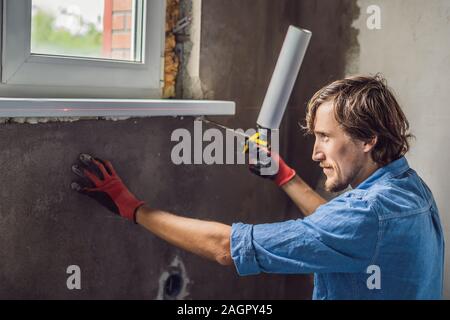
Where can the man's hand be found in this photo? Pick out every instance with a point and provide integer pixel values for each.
(100, 181)
(284, 173)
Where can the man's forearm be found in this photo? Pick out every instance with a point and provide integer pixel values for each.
(205, 238)
(304, 197)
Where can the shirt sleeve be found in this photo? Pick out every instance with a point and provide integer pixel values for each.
(341, 236)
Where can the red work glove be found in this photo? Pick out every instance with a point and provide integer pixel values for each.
(105, 186)
(282, 176)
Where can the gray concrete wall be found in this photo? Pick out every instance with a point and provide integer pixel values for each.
(45, 227)
(412, 50)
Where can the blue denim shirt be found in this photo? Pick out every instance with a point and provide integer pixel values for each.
(389, 221)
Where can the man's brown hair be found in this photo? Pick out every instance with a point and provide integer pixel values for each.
(365, 108)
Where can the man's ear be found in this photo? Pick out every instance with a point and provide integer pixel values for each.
(369, 145)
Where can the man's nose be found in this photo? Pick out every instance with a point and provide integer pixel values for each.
(317, 155)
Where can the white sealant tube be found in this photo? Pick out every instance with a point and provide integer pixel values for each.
(284, 77)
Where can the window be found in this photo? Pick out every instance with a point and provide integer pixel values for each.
(76, 58)
(83, 48)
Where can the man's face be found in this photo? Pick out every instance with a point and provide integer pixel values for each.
(341, 157)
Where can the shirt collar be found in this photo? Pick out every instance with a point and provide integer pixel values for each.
(391, 169)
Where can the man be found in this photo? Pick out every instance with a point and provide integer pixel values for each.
(380, 240)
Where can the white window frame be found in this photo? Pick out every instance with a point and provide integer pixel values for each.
(51, 86)
(79, 77)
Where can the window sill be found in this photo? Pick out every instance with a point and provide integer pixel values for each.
(19, 107)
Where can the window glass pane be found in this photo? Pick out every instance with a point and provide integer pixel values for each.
(102, 29)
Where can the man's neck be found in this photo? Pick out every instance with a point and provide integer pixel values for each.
(364, 173)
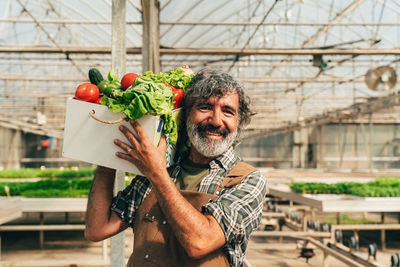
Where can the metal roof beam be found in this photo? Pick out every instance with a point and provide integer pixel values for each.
(206, 51)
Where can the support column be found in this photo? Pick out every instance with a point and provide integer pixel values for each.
(300, 147)
(118, 58)
(151, 35)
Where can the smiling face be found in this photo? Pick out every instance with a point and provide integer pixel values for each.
(212, 126)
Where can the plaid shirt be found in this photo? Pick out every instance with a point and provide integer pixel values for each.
(237, 210)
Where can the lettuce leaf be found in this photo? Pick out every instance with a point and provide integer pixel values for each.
(146, 96)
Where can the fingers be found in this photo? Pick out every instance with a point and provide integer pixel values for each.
(129, 135)
(141, 133)
(124, 146)
(162, 146)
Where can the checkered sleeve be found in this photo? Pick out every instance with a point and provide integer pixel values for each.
(238, 209)
(127, 201)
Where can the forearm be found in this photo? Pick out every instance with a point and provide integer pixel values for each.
(199, 234)
(101, 222)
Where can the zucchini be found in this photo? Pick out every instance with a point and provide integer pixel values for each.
(95, 76)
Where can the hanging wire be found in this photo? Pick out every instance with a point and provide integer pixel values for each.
(251, 36)
(380, 19)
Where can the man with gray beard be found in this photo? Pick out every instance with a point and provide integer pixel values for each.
(199, 212)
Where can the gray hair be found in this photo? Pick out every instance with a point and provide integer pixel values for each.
(214, 83)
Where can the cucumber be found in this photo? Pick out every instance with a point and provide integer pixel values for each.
(95, 76)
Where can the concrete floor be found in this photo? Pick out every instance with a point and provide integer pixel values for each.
(71, 249)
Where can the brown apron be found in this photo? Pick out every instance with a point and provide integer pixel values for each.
(155, 243)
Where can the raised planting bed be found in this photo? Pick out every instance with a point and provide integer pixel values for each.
(381, 187)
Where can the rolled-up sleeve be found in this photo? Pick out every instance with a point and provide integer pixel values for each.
(238, 209)
(127, 201)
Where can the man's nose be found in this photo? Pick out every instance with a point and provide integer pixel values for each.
(215, 119)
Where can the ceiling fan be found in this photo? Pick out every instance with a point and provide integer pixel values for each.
(382, 78)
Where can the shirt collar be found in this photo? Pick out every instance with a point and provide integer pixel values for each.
(225, 160)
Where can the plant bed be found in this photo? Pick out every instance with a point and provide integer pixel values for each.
(381, 187)
(47, 173)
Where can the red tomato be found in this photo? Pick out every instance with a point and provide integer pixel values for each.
(178, 96)
(87, 92)
(128, 80)
(98, 100)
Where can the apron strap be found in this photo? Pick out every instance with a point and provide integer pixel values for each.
(235, 176)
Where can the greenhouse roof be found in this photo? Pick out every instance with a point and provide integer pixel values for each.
(303, 62)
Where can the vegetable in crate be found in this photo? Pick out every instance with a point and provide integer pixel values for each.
(95, 76)
(149, 94)
(128, 80)
(87, 92)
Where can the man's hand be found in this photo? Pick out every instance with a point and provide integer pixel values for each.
(101, 222)
(149, 159)
(199, 234)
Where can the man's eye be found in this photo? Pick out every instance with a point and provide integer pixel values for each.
(203, 107)
(229, 112)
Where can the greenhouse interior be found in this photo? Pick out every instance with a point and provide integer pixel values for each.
(322, 81)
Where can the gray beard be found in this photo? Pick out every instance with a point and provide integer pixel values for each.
(209, 148)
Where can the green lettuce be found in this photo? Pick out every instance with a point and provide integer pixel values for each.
(147, 95)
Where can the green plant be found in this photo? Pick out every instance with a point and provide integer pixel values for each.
(381, 187)
(47, 173)
(48, 188)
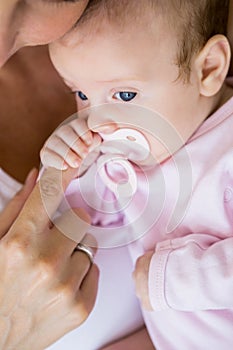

**EXERCISE AIM:**
Pick out every line in the records above that contains the word "roof", and copy each one.

**WORKED ANSWER:**
Where can the metal roof beam be found in this photo? Pick out every instance with a point and provide integer pixel values for each.
Where can the greenhouse roof be found in this photo? Pick out every instance with a point and provide integer pixel values for each.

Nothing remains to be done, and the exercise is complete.